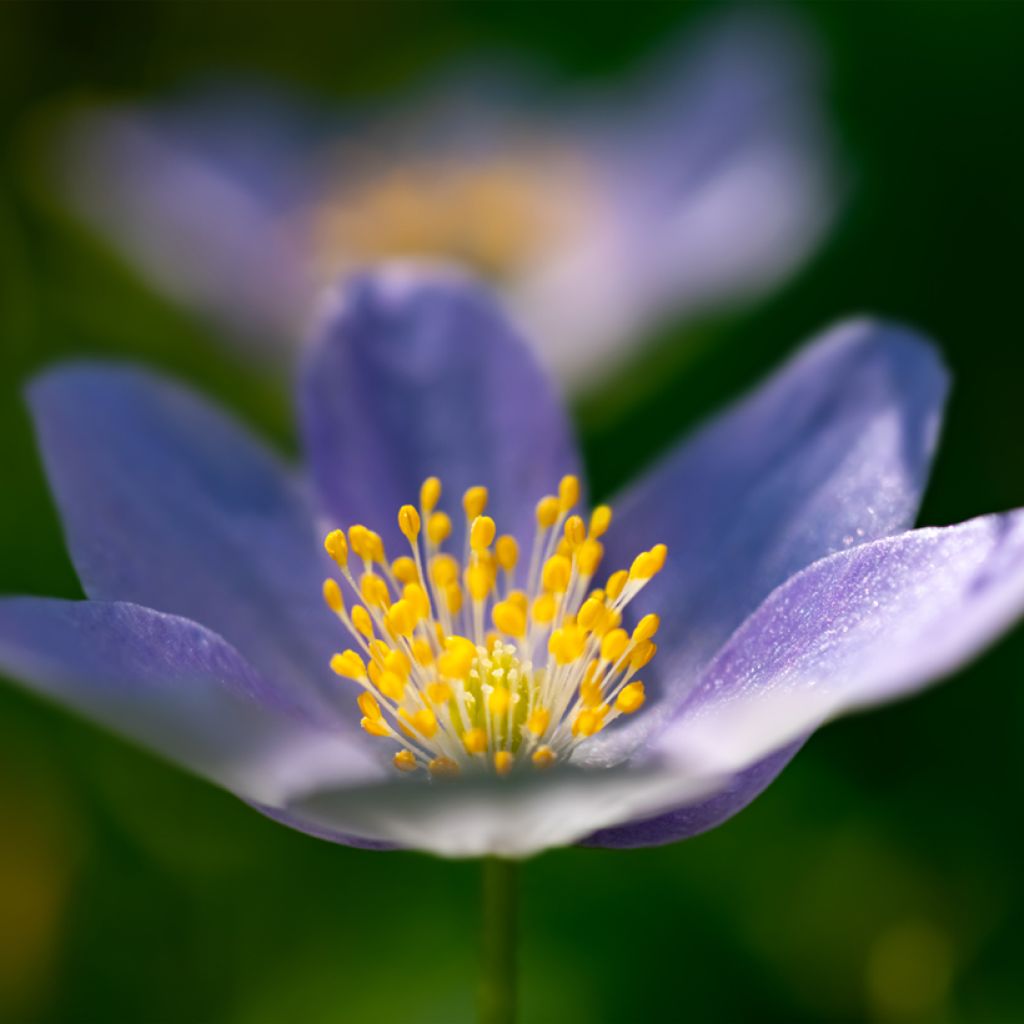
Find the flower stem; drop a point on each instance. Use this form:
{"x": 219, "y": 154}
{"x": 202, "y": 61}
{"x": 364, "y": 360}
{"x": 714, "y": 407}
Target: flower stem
{"x": 498, "y": 1003}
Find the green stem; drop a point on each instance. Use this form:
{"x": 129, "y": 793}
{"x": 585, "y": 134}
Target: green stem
{"x": 498, "y": 948}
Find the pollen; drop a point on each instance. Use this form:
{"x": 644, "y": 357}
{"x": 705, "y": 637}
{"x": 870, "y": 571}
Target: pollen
{"x": 494, "y": 664}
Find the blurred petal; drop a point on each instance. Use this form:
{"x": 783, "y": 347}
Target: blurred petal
{"x": 175, "y": 687}
{"x": 854, "y": 630}
{"x": 717, "y": 177}
{"x": 168, "y": 503}
{"x": 194, "y": 194}
{"x": 833, "y": 452}
{"x": 416, "y": 373}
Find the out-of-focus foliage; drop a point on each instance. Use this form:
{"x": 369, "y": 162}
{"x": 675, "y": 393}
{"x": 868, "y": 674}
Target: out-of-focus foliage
{"x": 878, "y": 880}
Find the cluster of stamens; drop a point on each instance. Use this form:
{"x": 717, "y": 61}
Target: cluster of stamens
{"x": 463, "y": 668}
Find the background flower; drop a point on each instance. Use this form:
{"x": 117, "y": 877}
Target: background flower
{"x": 705, "y": 178}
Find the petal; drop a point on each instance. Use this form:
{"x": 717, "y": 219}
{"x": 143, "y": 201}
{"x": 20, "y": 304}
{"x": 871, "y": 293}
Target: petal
{"x": 416, "y": 373}
{"x": 717, "y": 178}
{"x": 169, "y": 504}
{"x": 854, "y": 630}
{"x": 833, "y": 452}
{"x": 172, "y": 685}
{"x": 193, "y": 193}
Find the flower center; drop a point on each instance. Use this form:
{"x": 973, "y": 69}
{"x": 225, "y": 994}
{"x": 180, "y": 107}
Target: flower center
{"x": 494, "y": 212}
{"x": 478, "y": 664}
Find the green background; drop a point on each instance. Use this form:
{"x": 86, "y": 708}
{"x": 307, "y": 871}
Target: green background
{"x": 880, "y": 879}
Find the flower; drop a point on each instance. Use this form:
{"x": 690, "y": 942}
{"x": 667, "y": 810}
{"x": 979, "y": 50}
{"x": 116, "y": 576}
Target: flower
{"x": 704, "y": 179}
{"x": 793, "y": 590}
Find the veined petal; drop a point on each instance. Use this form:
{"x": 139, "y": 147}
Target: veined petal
{"x": 855, "y": 630}
{"x": 175, "y": 687}
{"x": 416, "y": 373}
{"x": 717, "y": 176}
{"x": 833, "y": 452}
{"x": 168, "y": 503}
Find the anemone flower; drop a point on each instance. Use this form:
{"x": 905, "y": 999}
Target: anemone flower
{"x": 500, "y": 674}
{"x": 705, "y": 179}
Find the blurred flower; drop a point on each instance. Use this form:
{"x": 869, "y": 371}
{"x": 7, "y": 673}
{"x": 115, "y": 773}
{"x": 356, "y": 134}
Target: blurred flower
{"x": 791, "y": 592}
{"x": 704, "y": 179}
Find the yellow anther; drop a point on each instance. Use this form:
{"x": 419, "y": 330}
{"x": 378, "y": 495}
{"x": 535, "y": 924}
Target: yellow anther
{"x": 507, "y": 551}
{"x": 499, "y": 700}
{"x": 443, "y": 569}
{"x": 543, "y": 757}
{"x": 453, "y": 598}
{"x": 438, "y": 527}
{"x": 361, "y": 621}
{"x": 357, "y": 541}
{"x": 404, "y": 570}
{"x": 538, "y": 721}
{"x": 379, "y": 650}
{"x": 349, "y": 665}
{"x": 396, "y": 662}
{"x": 417, "y": 597}
{"x": 375, "y": 547}
{"x": 631, "y": 697}
{"x": 544, "y": 608}
{"x": 430, "y": 494}
{"x": 567, "y": 643}
{"x": 401, "y": 617}
{"x": 590, "y": 612}
{"x": 481, "y": 532}
{"x": 332, "y": 596}
{"x": 474, "y": 501}
{"x": 455, "y": 664}
{"x": 376, "y": 726}
{"x": 659, "y": 553}
{"x": 641, "y": 654}
{"x": 547, "y": 512}
{"x": 613, "y": 644}
{"x": 510, "y": 619}
{"x": 391, "y": 685}
{"x": 374, "y": 591}
{"x": 590, "y": 692}
{"x": 438, "y": 692}
{"x": 555, "y": 577}
{"x": 644, "y": 566}
{"x": 646, "y": 628}
{"x": 369, "y": 706}
{"x": 479, "y": 580}
{"x": 442, "y": 767}
{"x": 568, "y": 492}
{"x": 409, "y": 522}
{"x": 475, "y": 740}
{"x": 600, "y": 520}
{"x": 616, "y": 582}
{"x": 337, "y": 547}
{"x": 589, "y": 556}
{"x": 576, "y": 531}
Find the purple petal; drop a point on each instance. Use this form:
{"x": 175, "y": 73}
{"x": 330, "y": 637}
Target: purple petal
{"x": 716, "y": 171}
{"x": 416, "y": 373}
{"x": 833, "y": 452}
{"x": 175, "y": 687}
{"x": 169, "y": 504}
{"x": 691, "y": 819}
{"x": 854, "y": 630}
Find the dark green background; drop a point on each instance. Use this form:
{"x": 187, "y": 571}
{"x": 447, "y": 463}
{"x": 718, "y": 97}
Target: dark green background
{"x": 880, "y": 879}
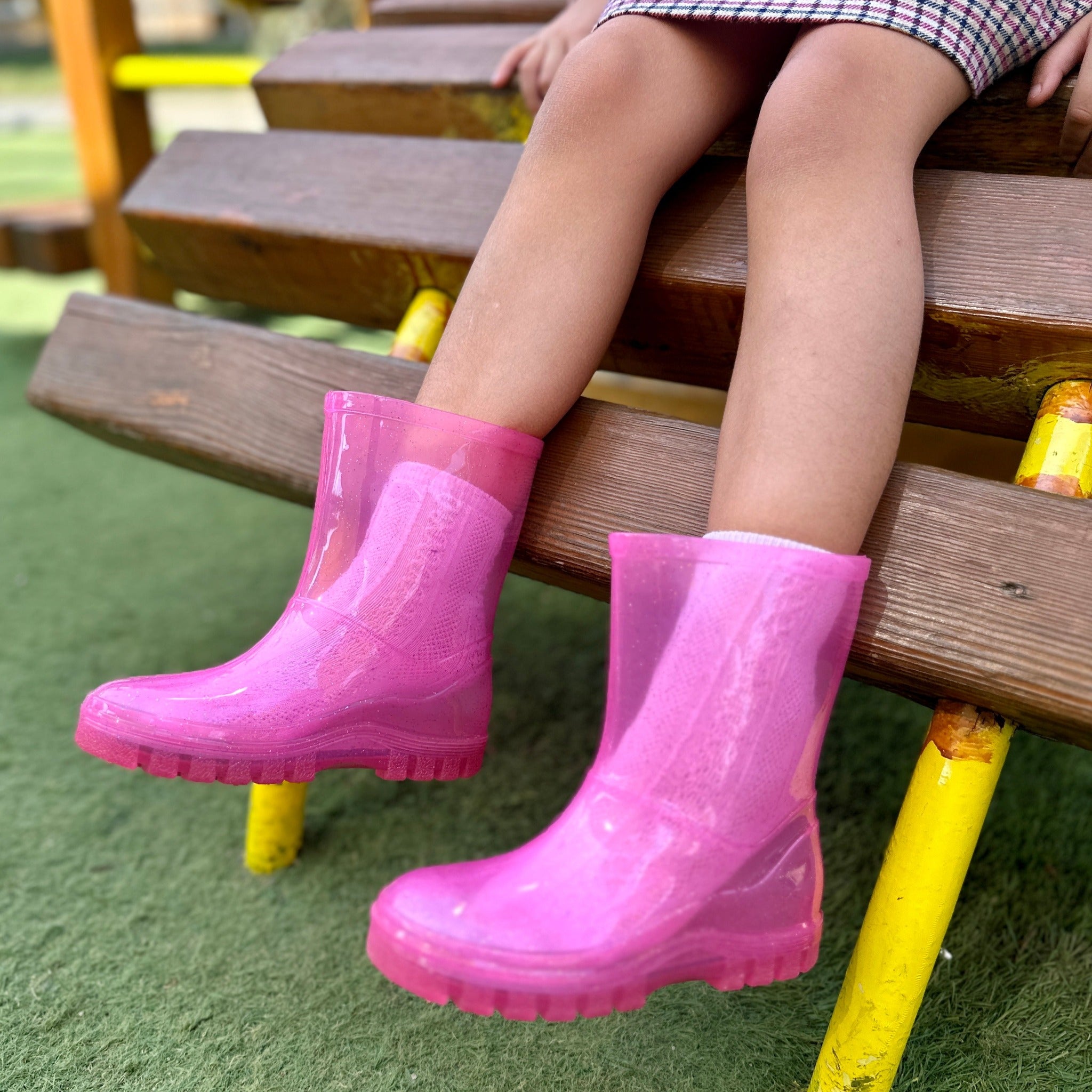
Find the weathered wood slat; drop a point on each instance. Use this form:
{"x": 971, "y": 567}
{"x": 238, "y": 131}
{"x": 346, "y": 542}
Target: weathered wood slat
{"x": 350, "y": 225}
{"x": 435, "y": 82}
{"x": 971, "y": 593}
{"x": 51, "y": 237}
{"x": 406, "y": 12}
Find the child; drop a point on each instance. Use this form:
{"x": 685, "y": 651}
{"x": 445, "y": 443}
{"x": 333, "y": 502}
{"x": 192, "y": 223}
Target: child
{"x": 692, "y": 850}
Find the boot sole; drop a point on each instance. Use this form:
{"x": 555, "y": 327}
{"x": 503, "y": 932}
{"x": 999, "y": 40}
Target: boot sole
{"x": 389, "y": 761}
{"x": 723, "y": 973}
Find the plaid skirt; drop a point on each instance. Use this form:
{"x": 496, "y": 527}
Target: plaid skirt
{"x": 985, "y": 38}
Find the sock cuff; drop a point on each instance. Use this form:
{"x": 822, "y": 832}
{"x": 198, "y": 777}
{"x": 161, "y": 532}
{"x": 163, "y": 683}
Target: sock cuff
{"x": 757, "y": 540}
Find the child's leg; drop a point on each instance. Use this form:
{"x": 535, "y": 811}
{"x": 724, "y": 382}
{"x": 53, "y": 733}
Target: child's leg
{"x": 834, "y": 287}
{"x": 632, "y": 107}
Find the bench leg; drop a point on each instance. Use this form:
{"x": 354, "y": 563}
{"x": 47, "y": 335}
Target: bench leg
{"x": 275, "y": 826}
{"x": 914, "y": 898}
{"x": 276, "y": 817}
{"x": 941, "y": 820}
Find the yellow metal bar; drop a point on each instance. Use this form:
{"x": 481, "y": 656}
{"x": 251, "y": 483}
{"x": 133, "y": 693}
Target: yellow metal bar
{"x": 1058, "y": 457}
{"x": 914, "y": 898}
{"x": 143, "y": 73}
{"x": 275, "y": 826}
{"x": 423, "y": 326}
{"x": 276, "y": 820}
{"x": 940, "y": 823}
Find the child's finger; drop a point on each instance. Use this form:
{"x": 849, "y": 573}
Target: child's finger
{"x": 1056, "y": 63}
{"x": 1077, "y": 130}
{"x": 529, "y": 77}
{"x": 506, "y": 69}
{"x": 553, "y": 56}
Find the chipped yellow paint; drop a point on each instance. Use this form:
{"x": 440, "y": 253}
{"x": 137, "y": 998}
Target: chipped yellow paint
{"x": 1019, "y": 390}
{"x": 1059, "y": 448}
{"x": 913, "y": 901}
{"x": 502, "y": 113}
{"x": 275, "y": 826}
{"x": 423, "y": 326}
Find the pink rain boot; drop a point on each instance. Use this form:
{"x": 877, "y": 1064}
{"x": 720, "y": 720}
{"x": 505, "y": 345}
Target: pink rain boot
{"x": 381, "y": 659}
{"x": 692, "y": 850}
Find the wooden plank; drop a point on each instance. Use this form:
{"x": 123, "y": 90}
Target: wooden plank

================

What is needed is each line of the entries that contains the word "wooden".

Find the wooden plank; drop a point on each instance. Use this form:
Target: wooden plank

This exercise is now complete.